--- Short problem ---
All of the material below is to be returned exactly.

--- Begin Given records ---

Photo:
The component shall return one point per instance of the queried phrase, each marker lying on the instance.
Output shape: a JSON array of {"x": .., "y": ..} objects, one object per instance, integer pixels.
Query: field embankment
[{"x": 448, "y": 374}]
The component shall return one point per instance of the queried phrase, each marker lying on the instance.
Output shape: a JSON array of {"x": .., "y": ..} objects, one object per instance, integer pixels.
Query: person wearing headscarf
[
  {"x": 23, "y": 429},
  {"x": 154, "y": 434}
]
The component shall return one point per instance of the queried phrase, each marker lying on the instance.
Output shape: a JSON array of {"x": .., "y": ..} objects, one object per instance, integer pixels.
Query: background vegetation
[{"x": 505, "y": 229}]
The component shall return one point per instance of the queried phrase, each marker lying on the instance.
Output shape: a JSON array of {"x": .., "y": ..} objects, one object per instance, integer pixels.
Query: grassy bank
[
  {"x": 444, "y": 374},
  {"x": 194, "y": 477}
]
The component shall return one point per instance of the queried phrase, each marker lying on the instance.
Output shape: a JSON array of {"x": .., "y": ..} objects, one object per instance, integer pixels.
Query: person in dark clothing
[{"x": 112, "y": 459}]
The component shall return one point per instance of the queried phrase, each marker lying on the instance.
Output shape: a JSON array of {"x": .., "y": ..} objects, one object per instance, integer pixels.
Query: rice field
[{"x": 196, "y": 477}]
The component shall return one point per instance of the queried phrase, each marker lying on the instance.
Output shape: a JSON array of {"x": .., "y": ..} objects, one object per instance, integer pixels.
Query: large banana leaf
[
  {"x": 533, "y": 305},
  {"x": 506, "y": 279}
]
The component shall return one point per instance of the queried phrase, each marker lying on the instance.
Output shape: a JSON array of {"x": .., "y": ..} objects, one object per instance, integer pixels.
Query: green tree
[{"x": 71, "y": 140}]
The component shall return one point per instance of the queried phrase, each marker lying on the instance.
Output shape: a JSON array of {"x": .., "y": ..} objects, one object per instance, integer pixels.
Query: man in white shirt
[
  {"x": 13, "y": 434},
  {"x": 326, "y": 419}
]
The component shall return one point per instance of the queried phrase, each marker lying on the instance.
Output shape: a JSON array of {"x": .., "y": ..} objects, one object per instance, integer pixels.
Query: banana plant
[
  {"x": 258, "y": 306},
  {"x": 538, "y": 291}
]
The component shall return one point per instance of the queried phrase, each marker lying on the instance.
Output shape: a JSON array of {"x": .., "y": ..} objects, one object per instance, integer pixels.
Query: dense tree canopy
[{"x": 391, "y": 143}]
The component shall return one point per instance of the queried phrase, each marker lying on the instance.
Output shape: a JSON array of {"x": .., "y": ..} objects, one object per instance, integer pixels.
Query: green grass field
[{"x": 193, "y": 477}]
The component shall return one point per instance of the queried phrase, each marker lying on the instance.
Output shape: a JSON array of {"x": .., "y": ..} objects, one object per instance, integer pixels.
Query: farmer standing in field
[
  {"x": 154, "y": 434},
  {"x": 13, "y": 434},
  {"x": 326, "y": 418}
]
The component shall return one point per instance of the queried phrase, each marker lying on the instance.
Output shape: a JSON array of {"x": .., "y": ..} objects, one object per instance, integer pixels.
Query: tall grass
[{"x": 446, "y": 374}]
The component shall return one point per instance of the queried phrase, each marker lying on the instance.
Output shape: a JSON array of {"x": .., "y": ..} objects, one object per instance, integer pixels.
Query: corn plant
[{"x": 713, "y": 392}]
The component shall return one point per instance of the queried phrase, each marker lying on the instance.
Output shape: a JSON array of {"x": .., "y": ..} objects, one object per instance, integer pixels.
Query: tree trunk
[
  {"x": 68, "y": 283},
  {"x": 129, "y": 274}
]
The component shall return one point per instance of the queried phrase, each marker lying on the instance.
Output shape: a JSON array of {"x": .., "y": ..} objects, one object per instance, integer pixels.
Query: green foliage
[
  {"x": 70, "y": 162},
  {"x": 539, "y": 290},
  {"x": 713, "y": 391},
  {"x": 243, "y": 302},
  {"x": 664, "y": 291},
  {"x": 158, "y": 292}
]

--- End Given records ---

--- Output ---
Photo:
The component shall return one point per instance of the queried phrase, each marker lying on the instance.
Output shape: a JSON array of {"x": .., "y": ..} objects, one object per instance, integer pixels.
Query: field embankment
[{"x": 448, "y": 374}]
The component shall return one point per instance of the queried phrase, each marker lying on the instance.
Output shape: a JSON array of {"x": .., "y": ..} objects, one object per instance, integer pixels.
Query: person wearing headscarf
[
  {"x": 23, "y": 429},
  {"x": 154, "y": 434}
]
The component shall return one point per instance of the queried phrase, each marker lying on the instance.
Output shape: a JSON array of {"x": .., "y": ..} objects, one object per instance, integer pixels.
Query: background vegetation
[{"x": 505, "y": 229}]
The component shall return one point per instance of the queried phrase, each marker lying on the instance.
Output shape: a JSON array of {"x": .., "y": ..} objects, one object per instance, integer pixels.
Query: grassy bank
[
  {"x": 444, "y": 374},
  {"x": 194, "y": 477}
]
The component shall return one point per instance of the queried phrase, each marker lying on the instance.
Output shape: a JSON array of {"x": .., "y": ..} objects, one object per instance, integer pixels.
Query: person in dark clothing
[{"x": 112, "y": 459}]
The component shall return one point per instance of the queried phrase, each marker lying on the instance.
Output shape: a JSON array of {"x": .., "y": ..} objects, one object per instance, integer pixels.
Query: rice field
[{"x": 196, "y": 477}]
The component shall return one point per instance of the queried phrase, each marker lying on the instance.
Output shape: a JSON array of {"x": .., "y": ..} objects, one object per instance, integer pixels.
Query: large banana leaf
[
  {"x": 533, "y": 305},
  {"x": 506, "y": 279}
]
The component shall return one point per instance of the queried phrase, each marker lying on the instance.
Output shape: a JSON array of {"x": .., "y": ..} objects, one object per instance, integer pixels.
Query: green tree
[{"x": 71, "y": 140}]
The component shall return one point per instance of the queried phrase, each marker lying on the instance.
Output shape: a JSON array of {"x": .., "y": ..} objects, one object per instance, integer pixels.
Query: man in white shirt
[
  {"x": 13, "y": 434},
  {"x": 326, "y": 419}
]
The component shall return one point per instance of the queried phrase, each marker lying on the instance.
Output shape: a JSON array of {"x": .., "y": ..} objects, one object per instance, integer pixels.
Query: banana plant
[
  {"x": 258, "y": 306},
  {"x": 538, "y": 291}
]
The component shall return one point per instance of the queried phrase, each marker lying on the instance.
Output shape: a JSON array of {"x": .., "y": ..} objects, one object per instance, integer pixels.
Query: dense tree canopy
[{"x": 391, "y": 143}]
The component shall return one point per instance of the queried phrase, each marker lying on the instance.
Output shape: a JSON array of {"x": .., "y": ..} objects, one object per instance, integer pixels.
Query: green grass field
[{"x": 193, "y": 477}]
The component shall return one point per instance of the queried phrase, each marker lying on the instance.
Output shape: a JSON array of {"x": .., "y": ..} objects, one object per instance, integer pixels.
Query: farmer standing in field
[
  {"x": 154, "y": 434},
  {"x": 13, "y": 434},
  {"x": 326, "y": 418}
]
The component shall return one point per instance of the queried phrase, each marker lying on the instance.
Output shape: a JSON array of {"x": .., "y": ..} objects, one object per instance, integer pixels.
Query: tall grass
[{"x": 446, "y": 374}]
The component shall return one point per instance of the queried phrase, each marker lying on the instance.
Output shape: a JSON array of {"x": .., "y": ..} objects, one object per instance, integer pixels.
Query: corn plant
[{"x": 713, "y": 392}]
The component shall return one point per instance of the queried phrase, each marker lying on the instance.
Output shape: a JSON array of {"x": .., "y": ..} objects, one object per instance, integer pixels.
Query: tree trunk
[
  {"x": 68, "y": 283},
  {"x": 129, "y": 274}
]
The component shall return one point per instance of the queried phrase, each marker lying on the instance.
Output shape: a JSON array of {"x": .., "y": ..} objects, one object per instance, integer pixels.
Query: green foliage
[
  {"x": 70, "y": 162},
  {"x": 539, "y": 290},
  {"x": 713, "y": 391},
  {"x": 243, "y": 302},
  {"x": 664, "y": 291},
  {"x": 158, "y": 292}
]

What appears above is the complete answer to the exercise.